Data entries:
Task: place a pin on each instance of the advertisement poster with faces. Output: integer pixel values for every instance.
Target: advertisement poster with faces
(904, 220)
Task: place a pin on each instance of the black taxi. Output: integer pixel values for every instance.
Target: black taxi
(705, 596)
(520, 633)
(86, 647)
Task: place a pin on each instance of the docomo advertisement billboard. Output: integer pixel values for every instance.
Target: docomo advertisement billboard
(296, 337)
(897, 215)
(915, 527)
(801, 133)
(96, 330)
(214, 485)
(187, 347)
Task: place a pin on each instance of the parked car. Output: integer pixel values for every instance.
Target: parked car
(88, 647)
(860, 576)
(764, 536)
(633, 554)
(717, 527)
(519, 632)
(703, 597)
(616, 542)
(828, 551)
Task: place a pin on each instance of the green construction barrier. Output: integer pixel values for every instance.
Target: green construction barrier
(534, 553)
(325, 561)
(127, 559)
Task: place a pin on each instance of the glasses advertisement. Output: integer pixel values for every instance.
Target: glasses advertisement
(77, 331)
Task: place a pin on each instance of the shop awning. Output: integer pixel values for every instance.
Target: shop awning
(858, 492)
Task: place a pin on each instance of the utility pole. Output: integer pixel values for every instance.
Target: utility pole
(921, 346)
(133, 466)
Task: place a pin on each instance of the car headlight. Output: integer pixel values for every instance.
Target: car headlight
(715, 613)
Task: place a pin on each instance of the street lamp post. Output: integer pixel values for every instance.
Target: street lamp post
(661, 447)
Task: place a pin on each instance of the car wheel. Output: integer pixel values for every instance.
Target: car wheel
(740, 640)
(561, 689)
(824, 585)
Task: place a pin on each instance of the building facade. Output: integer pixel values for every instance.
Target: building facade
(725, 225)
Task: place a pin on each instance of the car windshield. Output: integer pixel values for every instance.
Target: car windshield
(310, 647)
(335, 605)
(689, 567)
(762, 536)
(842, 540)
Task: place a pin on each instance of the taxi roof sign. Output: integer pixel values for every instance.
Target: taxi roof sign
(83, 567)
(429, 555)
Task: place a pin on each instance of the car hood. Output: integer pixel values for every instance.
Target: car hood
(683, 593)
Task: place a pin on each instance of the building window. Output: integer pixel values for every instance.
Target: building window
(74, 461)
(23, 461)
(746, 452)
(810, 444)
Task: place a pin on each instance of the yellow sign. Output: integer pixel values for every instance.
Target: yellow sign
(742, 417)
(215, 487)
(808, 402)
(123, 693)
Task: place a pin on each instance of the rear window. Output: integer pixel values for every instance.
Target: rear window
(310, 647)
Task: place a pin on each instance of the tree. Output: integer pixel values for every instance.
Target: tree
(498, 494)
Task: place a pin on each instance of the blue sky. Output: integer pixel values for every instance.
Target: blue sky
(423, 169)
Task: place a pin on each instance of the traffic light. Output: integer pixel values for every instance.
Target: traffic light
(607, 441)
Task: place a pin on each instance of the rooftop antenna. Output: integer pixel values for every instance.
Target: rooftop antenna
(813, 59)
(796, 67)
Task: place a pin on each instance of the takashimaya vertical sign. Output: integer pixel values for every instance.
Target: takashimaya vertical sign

● **Exercise instructions**
Edit all of the rows above, changing every "integer pixel values" to "whole-number pixel coordinates" and leaving the rest as it is.

● **Solution to this task**
Task: place a pin on each instance of the advertisement poster with faces. Output: whole-number pixel coordinates for every instance.
Target: advertisement poster with faces
(904, 220)
Task: place a pin on each instance of the black taxi. Output: whole-number pixel coordinates for every instance.
Target: black taxi
(705, 596)
(520, 633)
(86, 647)
Task: place a pin on each instance of the docomo advertisement billboard. Output: whole-number pixel coordinates for every instance.
Target: docomo advertisement billboard
(296, 337)
(897, 215)
(915, 527)
(801, 133)
(96, 330)
(214, 485)
(187, 347)
Task: place a pin on each instance of the parked car. Output: whole-number pixel coordinates for every instance.
Target: parked car
(88, 647)
(860, 576)
(764, 536)
(633, 554)
(717, 527)
(519, 632)
(703, 597)
(616, 542)
(828, 551)
Task: place a pin on each instance of the green construction barrier. Output: whole-number pixel coordinates for every instance.
Target: green construction barrier
(534, 553)
(325, 561)
(127, 559)
Task: place a pin on each instance of the glasses advertisement. Output: whole-number pixel coordinates for every instance.
Target: glasses advertisement
(77, 331)
Task: place a pin on each instance of the shop awning. Output: whole-number pixel coordinates for every instance.
Target: shop awning
(858, 492)
Task: place a pin on each instance of the utility pole. Output: whole-number pixel coordinates for every instance.
Target: utility pole
(921, 346)
(133, 466)
Task: place a pin on each instance of the car headlight. Output: whole-number pixel coordinates for every instance.
Target: car headlight
(715, 613)
Task: place a pin on each instance of the street lamp post. Output: whole-number pixel coordinates for every instance.
Target: street lamp post
(661, 447)
Task: place a pin on each instance of the car wheel. Output: whole-number pixel coordinates for every instance.
Target: car wheel
(740, 640)
(561, 689)
(824, 585)
Task: place a pin on each instance of the building facade. Output: whole-number pixel coordinates for every instance.
Target: building facade
(725, 225)
Task: place a pin on each instance of the car windshield. Output: whole-number pixel coordinates for every instance.
Target: car windshield
(310, 647)
(335, 605)
(689, 567)
(762, 536)
(842, 540)
Task: place a pin on each instance of the taxi roof sign. Output: whole-number pixel coordinates for every instance.
Target: taxi roof sign
(83, 567)
(429, 555)
Task: place a pin on each instance of the car hood. Output: whole-number pixel coordinates for every instance.
Target: car hood
(683, 593)
Task: place a pin on each instance of the building window. Output: whole-number pixel coordinates for every instance.
Target: building window
(74, 461)
(23, 461)
(746, 452)
(810, 444)
Task: place a pin on each instance of the yellow sign. Output: whole-number pixel coordinates for every instance.
Target: yellow sign
(742, 417)
(215, 487)
(808, 402)
(123, 693)
Task: place a pin on each instance of the rear window. Output: whole-number pixel coordinates for every instance.
Target: rear window
(310, 647)
Task: place a pin on each instance of the tree. Output: whole-number pixel coordinates for every instance.
Target: tree
(498, 494)
Task: place a pin on each instance of the blue sky. Output: whole-number pixel coordinates for every instance.
Target: blue sky
(423, 169)
Task: place a pin on each instance of the traffic light. Output: whole-number pixel coordinates for every instance.
Target: traffic light
(607, 441)
Task: place a pin on each instance of the rooftop antenna. Output: whole-number pixel coordinates for every instance.
Target: rooftop antenna
(813, 59)
(796, 67)
Task: place a pin on each instance of the takashimaya vertical sign. Output: whole-number pixel coordinates for every instance.
Target: takashimaya vertical sign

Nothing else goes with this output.